Task objective
Go through the entries and write each one out again unchanged.

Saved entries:
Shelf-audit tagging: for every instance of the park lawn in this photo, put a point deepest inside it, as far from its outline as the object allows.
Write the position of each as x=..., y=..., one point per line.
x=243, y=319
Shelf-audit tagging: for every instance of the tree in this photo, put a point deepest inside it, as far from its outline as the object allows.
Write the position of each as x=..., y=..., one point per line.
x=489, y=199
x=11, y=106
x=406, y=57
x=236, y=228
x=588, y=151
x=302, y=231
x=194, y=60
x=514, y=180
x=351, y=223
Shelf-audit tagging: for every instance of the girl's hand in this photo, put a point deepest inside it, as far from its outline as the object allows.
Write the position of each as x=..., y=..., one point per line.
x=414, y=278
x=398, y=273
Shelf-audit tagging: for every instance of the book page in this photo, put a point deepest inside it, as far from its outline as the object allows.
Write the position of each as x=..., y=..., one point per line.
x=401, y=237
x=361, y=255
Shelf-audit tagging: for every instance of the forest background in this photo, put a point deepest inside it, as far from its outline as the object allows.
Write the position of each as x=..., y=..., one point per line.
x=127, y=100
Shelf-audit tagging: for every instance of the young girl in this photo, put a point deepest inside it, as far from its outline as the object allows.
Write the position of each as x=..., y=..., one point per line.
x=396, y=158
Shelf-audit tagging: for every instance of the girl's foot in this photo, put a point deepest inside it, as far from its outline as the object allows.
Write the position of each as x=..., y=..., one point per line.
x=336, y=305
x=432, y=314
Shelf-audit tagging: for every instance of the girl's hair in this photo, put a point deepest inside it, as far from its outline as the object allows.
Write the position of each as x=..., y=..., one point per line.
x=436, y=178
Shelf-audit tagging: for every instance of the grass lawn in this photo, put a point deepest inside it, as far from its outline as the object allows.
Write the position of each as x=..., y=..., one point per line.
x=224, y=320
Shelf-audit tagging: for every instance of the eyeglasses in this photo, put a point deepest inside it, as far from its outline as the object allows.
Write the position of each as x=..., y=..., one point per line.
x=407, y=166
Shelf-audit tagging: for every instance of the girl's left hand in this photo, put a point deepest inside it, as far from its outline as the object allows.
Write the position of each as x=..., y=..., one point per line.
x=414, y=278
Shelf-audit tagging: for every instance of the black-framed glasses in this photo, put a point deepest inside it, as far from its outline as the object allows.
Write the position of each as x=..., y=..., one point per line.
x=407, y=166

Output for this task
Shelf-audit tagging: for every instance of the park lawn in this photo, put a point deepest inside it, as far from its outline as the object allows.
Write the position of each as x=..., y=..., one point per line.
x=243, y=319
Shelf-audit tagging: for every instance of the tree in this photo, put a point deepest inside it, as far from its outline as the object allows.
Write the position of each as x=..., y=..., one point per line.
x=489, y=199
x=11, y=106
x=406, y=57
x=236, y=228
x=588, y=151
x=302, y=231
x=194, y=60
x=514, y=180
x=351, y=223
Shelf-audit tagging: for every instance of the girl's hand in this photo, put a point deepest inside it, as far from its outline as the object allows.
Write the position of each as x=..., y=..., one point per line.
x=414, y=278
x=398, y=273
Shelf-audit tagging: for every instance of the book page in this photo, put a point deepest inside it, as far from its outline as the object allows.
Write the position of each as x=..., y=..., one point per line.
x=401, y=237
x=361, y=255
Shelf-audit tagging: for every instance of the forest background in this photo, put a point deepest inside it, as far from its outline as the object allows.
Write the position of each as x=..., y=..., one point per line.
x=127, y=100
Shelf-audit tagging: for every instance of the young girl in this photo, put a point deepest inside it, as far from its outline as the object allows.
Write the position of each as x=..., y=..., one point per line.
x=396, y=158
Shelf-audit tagging: for every instance of the girl's foot in this photo, put a point deepest inside it, as far from its outline as the object allows.
Write the position of each as x=..., y=..., one point per line.
x=336, y=305
x=432, y=314
Shelf-audit tagging: for every instance of the girl's hair in this photo, put a point deepest inside it, as far from its outline as the object allows.
Write the position of each as x=..., y=..., one point per line.
x=436, y=178
Shelf-audit tagging: for every instance of the grass lawn in this photo, put a point deepest inside it, as far from its outline as the object allows.
Write the position of each as x=..., y=..., one point per line.
x=224, y=320
Shelf-audit tagging: for every instance of the eyeglasses in this photo, put a point deepest inside it, as far from its outline as the object allows.
Write the position of each as x=..., y=..., one point per line.
x=407, y=166
Shelf-audit tagging: for every instance of the girl's left hand in this photo, put a point deepest inside it, as far from its outline as the object allows.
Write the position of each as x=..., y=..., one point per line.
x=414, y=278
Shelf-audit tagging: for every instance of the black-framed glasses in this photo, put a point deepest inside it, as far from its outline as the object allows.
Write the position of each as x=..., y=..., one point per line.
x=407, y=166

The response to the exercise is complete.